EXERCISE INSTRUCTIONS>
In the data below, repeat the line containing "Target: metal mechanism of typewriter" and every following line exactly, up to and including the last line. Exclude pictures.

(Dataset entries)
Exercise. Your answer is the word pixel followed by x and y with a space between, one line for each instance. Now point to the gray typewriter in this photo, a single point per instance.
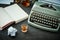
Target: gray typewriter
pixel 45 16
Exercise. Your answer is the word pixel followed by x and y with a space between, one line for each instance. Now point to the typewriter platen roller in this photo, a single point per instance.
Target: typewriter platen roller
pixel 45 16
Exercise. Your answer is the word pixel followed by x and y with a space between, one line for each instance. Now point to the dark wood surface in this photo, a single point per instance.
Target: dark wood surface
pixel 32 34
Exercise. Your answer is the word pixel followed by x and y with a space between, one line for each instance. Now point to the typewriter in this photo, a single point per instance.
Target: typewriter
pixel 45 16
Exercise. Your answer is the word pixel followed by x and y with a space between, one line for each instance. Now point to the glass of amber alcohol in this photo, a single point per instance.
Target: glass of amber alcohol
pixel 26 3
pixel 24 28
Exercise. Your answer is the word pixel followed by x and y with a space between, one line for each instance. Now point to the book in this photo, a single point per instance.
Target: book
pixel 11 14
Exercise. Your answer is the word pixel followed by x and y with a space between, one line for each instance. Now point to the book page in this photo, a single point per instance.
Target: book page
pixel 16 13
pixel 4 18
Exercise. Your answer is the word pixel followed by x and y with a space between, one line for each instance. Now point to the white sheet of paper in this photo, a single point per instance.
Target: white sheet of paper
pixel 16 13
pixel 12 31
pixel 6 1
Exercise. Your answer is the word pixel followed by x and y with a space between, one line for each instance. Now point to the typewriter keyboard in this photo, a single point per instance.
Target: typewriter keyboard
pixel 43 19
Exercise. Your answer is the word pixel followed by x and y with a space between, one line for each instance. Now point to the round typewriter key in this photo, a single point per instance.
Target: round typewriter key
pixel 24 28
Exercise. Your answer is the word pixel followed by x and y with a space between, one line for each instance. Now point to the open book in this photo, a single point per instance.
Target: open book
pixel 11 14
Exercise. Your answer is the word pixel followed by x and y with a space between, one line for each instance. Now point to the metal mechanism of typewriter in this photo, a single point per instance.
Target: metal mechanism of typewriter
pixel 45 16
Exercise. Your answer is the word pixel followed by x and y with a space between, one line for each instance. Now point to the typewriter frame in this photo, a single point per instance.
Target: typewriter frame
pixel 34 8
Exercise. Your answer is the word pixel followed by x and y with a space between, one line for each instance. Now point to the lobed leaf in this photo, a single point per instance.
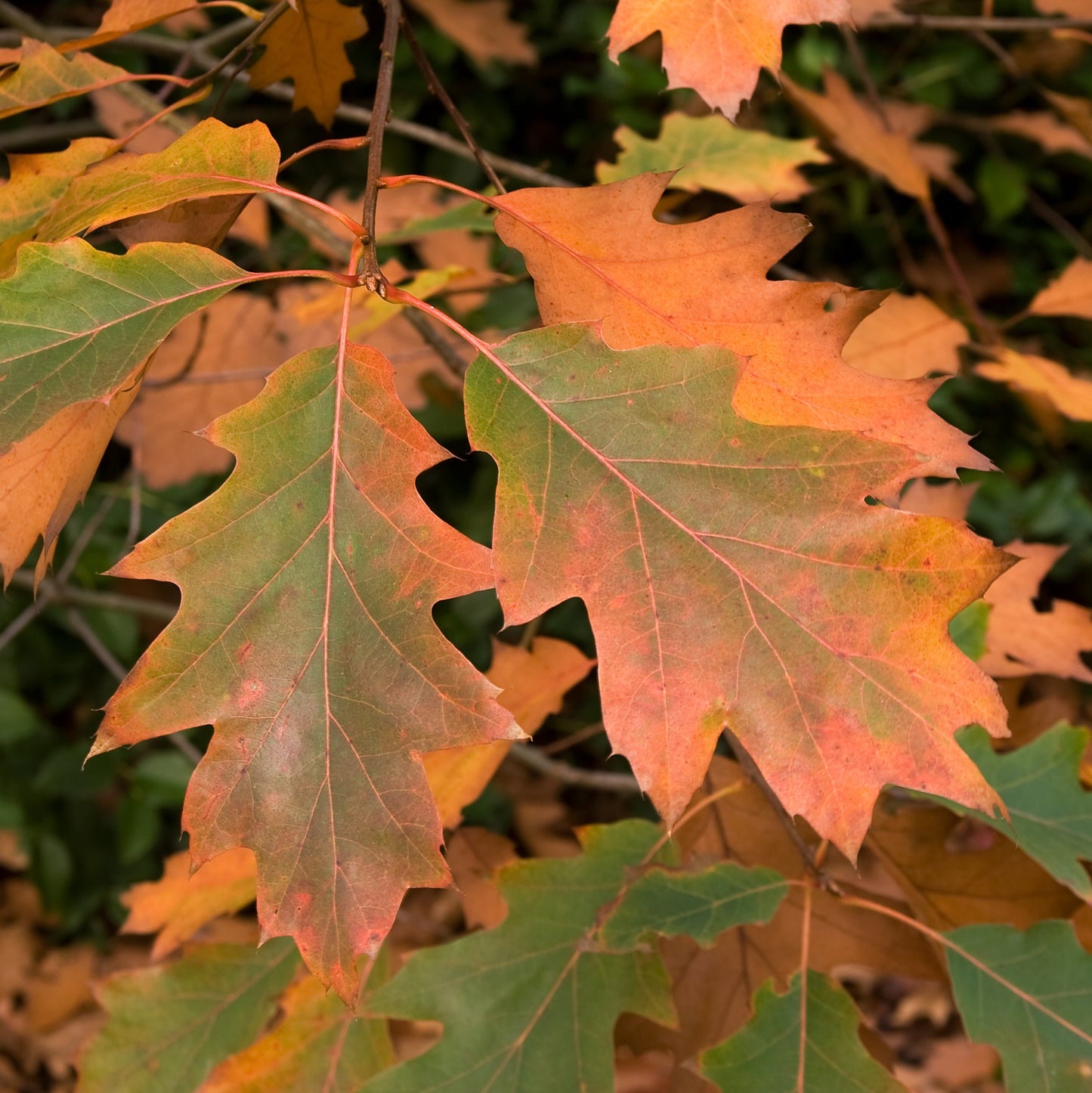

WRITTEN REPLY>
Target: metal mechanism of typewriter
pixel 45 16
Exercise. Your answer is the word pixel followed by x and y with a space between, one line for each instance. Now point to the typewriter frame in this photo, a single point per instance.
Target: typewriter frame
pixel 34 8
Exercise. Your answer is the word pixel followed by x and y with a space between, one line for each instance. Now point to the lobed leaf in this photo, a single point per instance.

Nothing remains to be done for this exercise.